*Written request:* Rescale the rows starting at the line that contains "the green stem" and ending at the line that contains "76), (81, 105)]", and reproduce only those lines, requests included. Multiply every point coordinate in the answers by 2.1 and round each result to a whole number, with halves rounded up, while leaving the requests and their sample coordinates unchanged.

───── Data in this exercise ─────

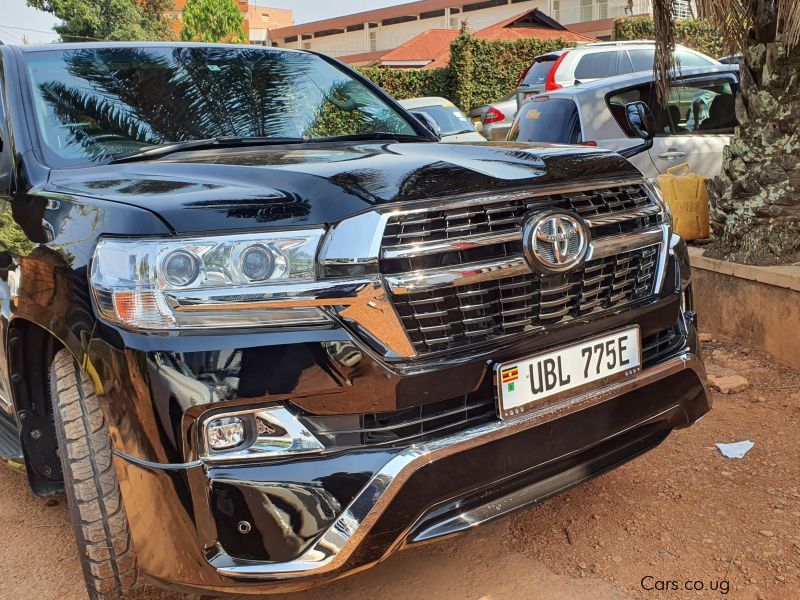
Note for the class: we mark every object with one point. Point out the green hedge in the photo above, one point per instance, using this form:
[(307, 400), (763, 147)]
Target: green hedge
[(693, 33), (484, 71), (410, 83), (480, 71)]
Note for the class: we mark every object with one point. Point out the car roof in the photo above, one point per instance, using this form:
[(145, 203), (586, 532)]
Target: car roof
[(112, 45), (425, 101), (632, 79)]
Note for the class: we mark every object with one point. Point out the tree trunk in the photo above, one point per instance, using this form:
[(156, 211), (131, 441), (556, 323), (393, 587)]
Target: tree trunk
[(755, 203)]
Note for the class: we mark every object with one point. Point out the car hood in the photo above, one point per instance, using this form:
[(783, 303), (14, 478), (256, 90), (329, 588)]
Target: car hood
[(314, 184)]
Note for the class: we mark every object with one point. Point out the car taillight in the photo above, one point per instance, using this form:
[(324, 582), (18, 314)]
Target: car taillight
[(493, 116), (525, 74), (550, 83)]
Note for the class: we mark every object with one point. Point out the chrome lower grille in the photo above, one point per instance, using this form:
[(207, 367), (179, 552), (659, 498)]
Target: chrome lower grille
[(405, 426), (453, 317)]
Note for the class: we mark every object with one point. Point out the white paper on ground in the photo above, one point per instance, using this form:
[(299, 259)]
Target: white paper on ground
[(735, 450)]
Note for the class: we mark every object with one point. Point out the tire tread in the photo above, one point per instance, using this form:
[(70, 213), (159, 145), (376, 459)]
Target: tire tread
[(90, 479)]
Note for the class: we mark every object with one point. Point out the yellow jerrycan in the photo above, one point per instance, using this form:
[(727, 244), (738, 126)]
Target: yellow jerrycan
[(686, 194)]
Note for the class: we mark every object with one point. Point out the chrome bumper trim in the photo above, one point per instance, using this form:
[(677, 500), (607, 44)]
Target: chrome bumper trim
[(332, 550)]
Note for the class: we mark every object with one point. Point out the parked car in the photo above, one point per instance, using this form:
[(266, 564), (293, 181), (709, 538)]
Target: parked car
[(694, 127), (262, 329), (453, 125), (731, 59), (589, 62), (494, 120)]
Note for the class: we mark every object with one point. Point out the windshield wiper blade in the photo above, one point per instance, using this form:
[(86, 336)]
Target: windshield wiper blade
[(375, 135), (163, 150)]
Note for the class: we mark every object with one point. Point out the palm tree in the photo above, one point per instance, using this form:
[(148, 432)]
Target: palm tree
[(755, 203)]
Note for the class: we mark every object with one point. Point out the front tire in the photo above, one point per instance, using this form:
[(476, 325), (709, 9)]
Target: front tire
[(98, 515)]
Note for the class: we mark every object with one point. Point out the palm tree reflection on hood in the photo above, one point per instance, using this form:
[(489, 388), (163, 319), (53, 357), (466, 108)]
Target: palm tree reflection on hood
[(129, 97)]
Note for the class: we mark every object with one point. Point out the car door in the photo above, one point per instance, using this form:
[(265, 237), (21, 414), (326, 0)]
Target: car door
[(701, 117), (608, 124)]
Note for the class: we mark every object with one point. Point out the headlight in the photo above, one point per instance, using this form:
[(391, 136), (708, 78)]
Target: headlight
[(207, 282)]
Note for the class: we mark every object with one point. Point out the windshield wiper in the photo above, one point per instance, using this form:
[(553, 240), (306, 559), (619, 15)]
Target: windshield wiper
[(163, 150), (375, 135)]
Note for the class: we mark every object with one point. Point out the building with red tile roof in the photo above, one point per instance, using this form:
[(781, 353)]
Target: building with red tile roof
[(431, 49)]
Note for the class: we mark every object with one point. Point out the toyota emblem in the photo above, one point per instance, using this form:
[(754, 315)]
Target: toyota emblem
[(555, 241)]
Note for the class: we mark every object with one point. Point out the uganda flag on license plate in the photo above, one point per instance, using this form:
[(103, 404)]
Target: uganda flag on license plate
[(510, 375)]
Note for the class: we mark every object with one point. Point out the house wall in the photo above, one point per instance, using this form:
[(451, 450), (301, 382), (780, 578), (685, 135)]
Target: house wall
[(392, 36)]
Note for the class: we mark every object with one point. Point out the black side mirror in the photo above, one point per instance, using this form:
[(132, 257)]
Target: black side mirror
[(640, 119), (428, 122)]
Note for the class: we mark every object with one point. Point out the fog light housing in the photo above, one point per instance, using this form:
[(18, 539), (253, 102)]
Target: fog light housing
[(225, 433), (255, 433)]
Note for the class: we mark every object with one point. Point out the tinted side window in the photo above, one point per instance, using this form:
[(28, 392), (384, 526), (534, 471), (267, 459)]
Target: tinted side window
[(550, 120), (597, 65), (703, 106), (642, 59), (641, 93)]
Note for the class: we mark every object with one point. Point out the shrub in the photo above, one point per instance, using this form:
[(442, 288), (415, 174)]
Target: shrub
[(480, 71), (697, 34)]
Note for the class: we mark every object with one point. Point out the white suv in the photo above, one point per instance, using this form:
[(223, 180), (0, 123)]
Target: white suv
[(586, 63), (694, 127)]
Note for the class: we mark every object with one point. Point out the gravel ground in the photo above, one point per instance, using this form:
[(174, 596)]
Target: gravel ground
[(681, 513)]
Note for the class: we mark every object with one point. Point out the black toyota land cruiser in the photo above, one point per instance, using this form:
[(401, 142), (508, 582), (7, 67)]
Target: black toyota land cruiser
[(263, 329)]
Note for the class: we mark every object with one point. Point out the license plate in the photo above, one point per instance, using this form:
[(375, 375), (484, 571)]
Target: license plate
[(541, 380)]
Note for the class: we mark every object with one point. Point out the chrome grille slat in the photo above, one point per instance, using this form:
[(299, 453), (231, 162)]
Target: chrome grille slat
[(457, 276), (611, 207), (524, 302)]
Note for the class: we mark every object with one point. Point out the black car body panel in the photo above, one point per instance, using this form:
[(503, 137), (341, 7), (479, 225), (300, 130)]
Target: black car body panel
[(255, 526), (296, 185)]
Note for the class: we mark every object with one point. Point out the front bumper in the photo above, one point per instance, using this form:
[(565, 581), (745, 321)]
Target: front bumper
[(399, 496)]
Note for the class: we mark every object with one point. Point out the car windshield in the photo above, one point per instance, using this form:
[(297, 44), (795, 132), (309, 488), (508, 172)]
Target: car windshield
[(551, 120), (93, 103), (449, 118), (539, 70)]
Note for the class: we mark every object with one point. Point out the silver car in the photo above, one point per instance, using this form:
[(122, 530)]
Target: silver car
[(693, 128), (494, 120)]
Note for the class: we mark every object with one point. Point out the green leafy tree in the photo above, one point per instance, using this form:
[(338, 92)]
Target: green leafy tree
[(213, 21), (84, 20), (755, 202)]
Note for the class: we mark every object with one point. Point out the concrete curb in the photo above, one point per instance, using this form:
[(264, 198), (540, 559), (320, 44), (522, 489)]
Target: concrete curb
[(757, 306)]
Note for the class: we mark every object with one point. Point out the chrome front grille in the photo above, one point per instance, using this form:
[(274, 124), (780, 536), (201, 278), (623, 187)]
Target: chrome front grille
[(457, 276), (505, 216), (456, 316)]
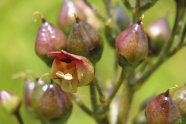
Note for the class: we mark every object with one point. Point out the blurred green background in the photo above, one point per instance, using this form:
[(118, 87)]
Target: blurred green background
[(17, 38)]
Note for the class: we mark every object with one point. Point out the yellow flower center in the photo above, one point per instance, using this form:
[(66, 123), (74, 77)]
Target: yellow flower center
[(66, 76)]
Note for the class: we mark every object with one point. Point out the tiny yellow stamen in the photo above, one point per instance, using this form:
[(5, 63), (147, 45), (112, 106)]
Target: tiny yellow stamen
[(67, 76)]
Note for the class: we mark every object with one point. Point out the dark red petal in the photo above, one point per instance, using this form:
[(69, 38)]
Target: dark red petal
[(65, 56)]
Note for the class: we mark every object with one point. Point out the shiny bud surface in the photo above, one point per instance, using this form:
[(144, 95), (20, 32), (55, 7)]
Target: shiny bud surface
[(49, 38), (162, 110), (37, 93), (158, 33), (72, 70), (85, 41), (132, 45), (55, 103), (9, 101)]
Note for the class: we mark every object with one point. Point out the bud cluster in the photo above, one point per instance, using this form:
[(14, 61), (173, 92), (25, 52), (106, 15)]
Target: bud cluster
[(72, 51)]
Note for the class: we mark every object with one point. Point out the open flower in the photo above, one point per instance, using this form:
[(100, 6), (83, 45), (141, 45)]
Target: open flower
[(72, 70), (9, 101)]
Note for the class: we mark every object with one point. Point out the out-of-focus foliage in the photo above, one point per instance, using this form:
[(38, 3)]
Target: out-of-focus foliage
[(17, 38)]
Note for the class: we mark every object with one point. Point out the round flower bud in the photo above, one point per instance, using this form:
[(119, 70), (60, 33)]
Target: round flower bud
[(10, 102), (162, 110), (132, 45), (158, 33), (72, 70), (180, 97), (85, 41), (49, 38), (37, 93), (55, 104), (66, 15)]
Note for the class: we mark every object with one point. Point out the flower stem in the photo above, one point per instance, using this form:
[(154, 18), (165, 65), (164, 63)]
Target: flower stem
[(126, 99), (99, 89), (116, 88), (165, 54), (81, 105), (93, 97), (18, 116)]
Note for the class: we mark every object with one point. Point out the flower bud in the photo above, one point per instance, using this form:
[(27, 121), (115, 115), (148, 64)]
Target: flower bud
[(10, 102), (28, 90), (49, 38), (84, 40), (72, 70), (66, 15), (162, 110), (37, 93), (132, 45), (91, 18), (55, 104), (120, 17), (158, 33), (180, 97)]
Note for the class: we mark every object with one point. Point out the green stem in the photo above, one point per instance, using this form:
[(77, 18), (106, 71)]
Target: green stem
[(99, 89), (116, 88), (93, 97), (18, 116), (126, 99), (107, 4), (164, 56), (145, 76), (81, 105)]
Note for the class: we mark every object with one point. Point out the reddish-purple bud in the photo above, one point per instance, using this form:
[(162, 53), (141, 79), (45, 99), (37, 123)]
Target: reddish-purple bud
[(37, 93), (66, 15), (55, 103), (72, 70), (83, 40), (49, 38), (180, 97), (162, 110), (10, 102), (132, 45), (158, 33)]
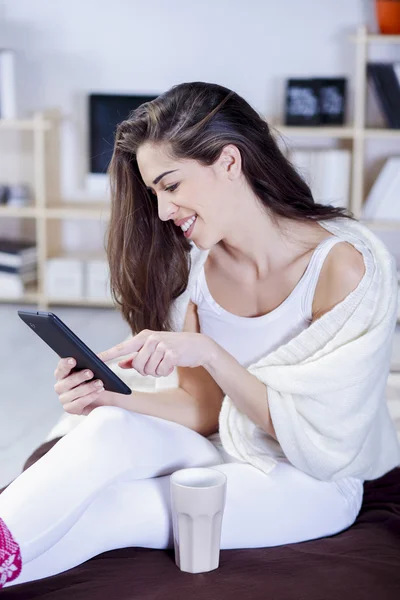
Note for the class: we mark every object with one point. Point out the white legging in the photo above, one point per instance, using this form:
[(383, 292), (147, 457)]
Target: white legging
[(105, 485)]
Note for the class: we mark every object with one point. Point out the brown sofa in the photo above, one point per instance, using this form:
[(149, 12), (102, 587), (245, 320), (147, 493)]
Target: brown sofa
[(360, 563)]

─────

*Solution:*
Note for the class: we mark every object with one point. Point out the green stem in the photo above, one point per instance, using this form:
[(77, 18), (106, 71)]
Target: green stem
[(208, 187), (244, 185), (195, 204), (38, 244), (265, 208), (225, 8), (344, 118), (305, 160), (170, 221)]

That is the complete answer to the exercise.